§ RECORD EXTRACTS:
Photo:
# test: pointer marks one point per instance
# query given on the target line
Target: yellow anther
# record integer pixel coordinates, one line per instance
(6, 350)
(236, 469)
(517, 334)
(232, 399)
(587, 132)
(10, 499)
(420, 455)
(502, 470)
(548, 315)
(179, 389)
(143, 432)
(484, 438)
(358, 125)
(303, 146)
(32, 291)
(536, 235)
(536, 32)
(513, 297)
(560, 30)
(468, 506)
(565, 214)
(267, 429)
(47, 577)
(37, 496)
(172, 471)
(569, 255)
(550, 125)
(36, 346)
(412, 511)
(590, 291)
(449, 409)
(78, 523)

§ WORK ITEM: Copy the entries exactly, leaving no line out.

§ ANSWER TO THE PROBLEM:
Photo:
# test: pointer marks one point per instance
# query given on the target line
Target: yellow anther
# record integer pixel coordinates, one line per instance
(6, 350)
(236, 469)
(517, 334)
(232, 399)
(587, 132)
(10, 499)
(420, 455)
(502, 470)
(548, 315)
(179, 389)
(143, 432)
(484, 438)
(358, 125)
(303, 146)
(32, 291)
(536, 235)
(536, 32)
(513, 297)
(560, 30)
(468, 506)
(565, 214)
(267, 429)
(47, 577)
(37, 496)
(172, 471)
(569, 255)
(550, 125)
(36, 346)
(412, 511)
(590, 291)
(449, 409)
(78, 523)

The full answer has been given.